- Task inputs -
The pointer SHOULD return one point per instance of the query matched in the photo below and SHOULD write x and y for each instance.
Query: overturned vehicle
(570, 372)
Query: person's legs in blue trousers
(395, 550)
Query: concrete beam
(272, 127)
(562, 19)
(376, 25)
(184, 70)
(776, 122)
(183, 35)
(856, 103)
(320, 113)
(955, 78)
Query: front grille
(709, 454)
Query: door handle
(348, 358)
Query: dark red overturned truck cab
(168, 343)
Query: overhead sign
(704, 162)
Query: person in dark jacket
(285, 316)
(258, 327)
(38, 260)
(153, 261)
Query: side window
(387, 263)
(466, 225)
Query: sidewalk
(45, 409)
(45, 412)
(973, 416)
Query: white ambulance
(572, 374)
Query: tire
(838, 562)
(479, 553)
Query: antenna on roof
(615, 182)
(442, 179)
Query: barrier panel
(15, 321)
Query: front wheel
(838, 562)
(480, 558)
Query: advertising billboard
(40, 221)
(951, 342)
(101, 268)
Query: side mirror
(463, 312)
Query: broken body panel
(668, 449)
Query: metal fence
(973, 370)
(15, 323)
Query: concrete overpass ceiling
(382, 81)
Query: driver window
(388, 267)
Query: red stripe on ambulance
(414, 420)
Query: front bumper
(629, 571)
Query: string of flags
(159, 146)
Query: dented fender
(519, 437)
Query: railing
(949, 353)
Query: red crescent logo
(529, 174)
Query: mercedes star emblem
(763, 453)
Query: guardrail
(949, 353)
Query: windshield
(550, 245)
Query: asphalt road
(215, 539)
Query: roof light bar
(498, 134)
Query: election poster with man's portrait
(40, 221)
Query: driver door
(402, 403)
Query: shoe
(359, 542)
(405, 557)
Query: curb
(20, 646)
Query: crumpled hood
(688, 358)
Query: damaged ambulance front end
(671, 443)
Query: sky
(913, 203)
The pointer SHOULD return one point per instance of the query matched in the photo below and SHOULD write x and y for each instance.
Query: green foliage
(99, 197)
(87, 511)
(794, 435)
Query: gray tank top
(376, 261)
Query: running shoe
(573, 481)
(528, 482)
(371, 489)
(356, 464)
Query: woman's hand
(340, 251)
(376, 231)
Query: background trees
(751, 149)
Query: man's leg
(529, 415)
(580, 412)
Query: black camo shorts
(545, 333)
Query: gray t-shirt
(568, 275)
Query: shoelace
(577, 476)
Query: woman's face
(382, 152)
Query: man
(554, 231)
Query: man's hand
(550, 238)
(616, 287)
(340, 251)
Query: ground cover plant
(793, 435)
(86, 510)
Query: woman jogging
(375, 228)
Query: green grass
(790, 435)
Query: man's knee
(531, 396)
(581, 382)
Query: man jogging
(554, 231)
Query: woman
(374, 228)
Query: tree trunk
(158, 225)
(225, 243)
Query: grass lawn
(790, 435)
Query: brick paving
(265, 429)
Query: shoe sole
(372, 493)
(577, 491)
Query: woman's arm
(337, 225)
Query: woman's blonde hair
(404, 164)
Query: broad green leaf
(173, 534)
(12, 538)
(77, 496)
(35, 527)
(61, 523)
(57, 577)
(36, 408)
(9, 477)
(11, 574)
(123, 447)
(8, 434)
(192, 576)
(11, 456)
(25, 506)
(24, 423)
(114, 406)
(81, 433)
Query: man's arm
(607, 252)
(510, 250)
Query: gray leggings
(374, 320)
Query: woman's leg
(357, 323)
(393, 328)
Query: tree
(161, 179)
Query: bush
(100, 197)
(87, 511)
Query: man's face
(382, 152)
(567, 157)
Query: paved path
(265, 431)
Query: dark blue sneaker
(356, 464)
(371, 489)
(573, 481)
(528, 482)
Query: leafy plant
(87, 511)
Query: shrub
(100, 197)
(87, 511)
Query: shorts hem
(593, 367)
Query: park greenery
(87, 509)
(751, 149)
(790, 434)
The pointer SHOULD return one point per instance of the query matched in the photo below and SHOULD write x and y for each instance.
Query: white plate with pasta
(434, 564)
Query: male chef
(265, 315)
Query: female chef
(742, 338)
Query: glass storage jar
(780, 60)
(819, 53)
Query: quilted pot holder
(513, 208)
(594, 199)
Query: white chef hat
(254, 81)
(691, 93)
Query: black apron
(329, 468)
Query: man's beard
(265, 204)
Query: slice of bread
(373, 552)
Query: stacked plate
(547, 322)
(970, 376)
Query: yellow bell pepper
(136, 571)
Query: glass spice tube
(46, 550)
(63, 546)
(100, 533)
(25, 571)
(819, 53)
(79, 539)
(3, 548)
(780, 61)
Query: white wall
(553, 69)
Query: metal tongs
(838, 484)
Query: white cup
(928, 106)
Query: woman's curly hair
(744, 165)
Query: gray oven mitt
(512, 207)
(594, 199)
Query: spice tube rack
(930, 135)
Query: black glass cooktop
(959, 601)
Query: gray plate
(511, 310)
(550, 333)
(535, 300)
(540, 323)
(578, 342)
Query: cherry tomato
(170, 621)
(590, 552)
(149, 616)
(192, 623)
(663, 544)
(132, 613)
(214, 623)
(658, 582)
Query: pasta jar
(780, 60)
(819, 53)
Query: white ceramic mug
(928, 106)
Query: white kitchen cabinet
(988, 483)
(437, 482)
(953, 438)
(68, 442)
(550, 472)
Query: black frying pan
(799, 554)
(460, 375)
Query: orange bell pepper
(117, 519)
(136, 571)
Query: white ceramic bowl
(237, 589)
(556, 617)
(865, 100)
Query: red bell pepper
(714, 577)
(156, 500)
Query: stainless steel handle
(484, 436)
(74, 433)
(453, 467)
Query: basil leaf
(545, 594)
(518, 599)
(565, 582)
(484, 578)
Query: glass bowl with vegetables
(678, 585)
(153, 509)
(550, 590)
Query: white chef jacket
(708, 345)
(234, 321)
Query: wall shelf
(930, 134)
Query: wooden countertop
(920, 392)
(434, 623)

- Exercise details -
Above are the entries; return each one exactly.

- Task solution -
The pointer SHOULD return one point per instance of the query matched in the photo below and SHOULD write x and y for each instance.
Query: overturned vehicle
(570, 372)
Query: person's legs in blue trousers
(395, 550)
Query: concrete beam
(272, 127)
(562, 19)
(376, 25)
(184, 70)
(776, 122)
(183, 35)
(856, 103)
(320, 113)
(955, 78)
Query: front grille
(709, 454)
Query: door handle
(348, 358)
Query: dark red overturned truck cab
(168, 343)
Query: overhead sign
(704, 162)
Query: person in dark jacket
(285, 316)
(258, 327)
(38, 260)
(153, 261)
Query: side window
(387, 263)
(466, 225)
Query: sidewalk
(45, 409)
(45, 412)
(973, 416)
Query: white ambulance
(572, 374)
Query: tire
(838, 562)
(479, 553)
Query: antenna on roof
(615, 182)
(442, 179)
Query: barrier panel
(15, 321)
Query: front wheel
(838, 562)
(480, 558)
Query: advertising billboard
(40, 221)
(951, 342)
(101, 268)
Query: side mirror
(463, 312)
Query: broken body panel
(668, 449)
Query: metal fence
(973, 370)
(15, 323)
Query: concrete overpass ceiling
(382, 81)
Query: driver window
(388, 267)
Query: red stripe on ambulance
(414, 420)
Query: front bumper
(629, 571)
Query: string of flags
(159, 146)
Query: dented fender
(519, 437)
Query: railing
(949, 353)
Query: red crescent logo
(529, 174)
Query: mercedes star emblem
(763, 453)
Query: guardrail
(949, 353)
Query: windshield
(550, 245)
Query: asphalt road
(215, 539)
Query: roof light bar
(498, 134)
Query: election poster with man's portrait
(40, 221)
Query: driver door
(402, 403)
Query: shoe
(359, 542)
(405, 557)
Query: curb
(20, 646)
Query: crumpled hood
(688, 358)
Query: damaged ambulance front end
(671, 443)
Query: sky
(913, 203)
The pointer SHOULD return one point per instance of the query matched in the photo below and SHOULD write x and y for each instance.
Query: green foliage
(99, 197)
(87, 511)
(794, 435)
Query: gray tank top
(376, 261)
Query: running shoe
(573, 481)
(528, 482)
(371, 489)
(356, 464)
Query: woman's hand
(340, 251)
(376, 231)
Query: background trees
(751, 149)
Query: man's leg
(529, 415)
(580, 412)
Query: black camo shorts
(545, 333)
Query: gray t-shirt
(568, 275)
Query: shoelace
(577, 476)
Query: woman's face
(382, 152)
Query: man
(554, 231)
Query: man's hand
(550, 238)
(616, 287)
(340, 251)
Query: ground cover plant
(793, 435)
(86, 510)
Query: woman jogging
(375, 228)
Query: green grass
(790, 435)
Query: man's knee
(531, 396)
(581, 382)
Query: man jogging
(554, 231)
Query: woman
(374, 228)
Query: tree trunk
(158, 225)
(225, 243)
Query: grass lawn
(790, 435)
Query: brick paving
(265, 429)
Query: shoe sole
(372, 493)
(577, 491)
Query: woman's arm
(337, 225)
Query: woman's blonde hair
(404, 164)
Query: broad green leaf
(173, 534)
(12, 538)
(77, 496)
(35, 527)
(61, 523)
(57, 577)
(36, 408)
(9, 477)
(11, 574)
(123, 447)
(8, 434)
(192, 576)
(11, 456)
(25, 506)
(24, 423)
(114, 406)
(81, 433)
Query: man's arm
(607, 252)
(510, 250)
Query: gray leggings
(374, 320)
Query: woman's leg
(357, 323)
(393, 328)
Query: tree
(161, 179)
Query: bush
(100, 197)
(87, 511)
Query: man's face
(382, 152)
(567, 157)
Query: paved path
(265, 431)
Query: dark blue sneaker
(356, 464)
(371, 489)
(573, 481)
(528, 482)
Query: leafy plant
(87, 511)
Query: shrub
(100, 197)
(87, 511)
Query: shorts hem
(593, 367)
Query: park greenery
(87, 509)
(751, 149)
(790, 434)
The pointer SHOULD return one point per instance of the query matched in the photo below and SHOULD write x and y for each instance.
Query: white plate with pasta
(434, 564)
Query: male chef
(265, 315)
Query: female chef
(742, 338)
Query: glass storage jar
(780, 60)
(819, 53)
Query: quilted pot holder
(513, 208)
(594, 199)
Query: white chef hat
(254, 81)
(691, 93)
Query: black apron
(329, 468)
Query: man's beard
(265, 204)
Query: slice of bread
(373, 552)
Query: stacked plate
(547, 322)
(970, 376)
Query: yellow bell pepper
(136, 571)
Query: glass spice tube
(46, 550)
(63, 546)
(100, 533)
(25, 571)
(819, 53)
(79, 539)
(3, 548)
(780, 61)
Query: white wall
(553, 69)
Query: metal tongs
(838, 484)
Query: white cup
(928, 106)
Query: woman's curly hair
(744, 165)
Query: gray oven mitt
(512, 207)
(594, 199)
Query: spice tube rack
(930, 135)
Query: black glass cooktop
(959, 601)
Query: gray plate
(511, 310)
(550, 333)
(535, 300)
(540, 323)
(578, 342)
Query: cherry tomato
(170, 621)
(590, 552)
(149, 616)
(192, 623)
(663, 544)
(132, 613)
(214, 623)
(658, 582)
Query: pasta jar
(780, 60)
(819, 53)
Query: white ceramic mug
(928, 106)
Query: white kitchen cabinet
(988, 483)
(437, 482)
(953, 438)
(68, 442)
(550, 472)
Query: black frying pan
(799, 554)
(460, 375)
Query: orange bell pepper
(117, 519)
(136, 571)
Query: white ceramic bowl
(237, 589)
(556, 617)
(865, 100)
Query: red bell pepper
(714, 577)
(156, 500)
Query: stainless steel handle
(484, 436)
(74, 433)
(453, 467)
Query: basil leaf
(545, 594)
(518, 599)
(565, 582)
(484, 578)
Query: glass bowl with vegetables
(678, 585)
(153, 509)
(550, 590)
Query: white chef jacket
(708, 345)
(234, 321)
Query: wall shelf
(930, 134)
Query: wooden countertop
(920, 392)
(434, 623)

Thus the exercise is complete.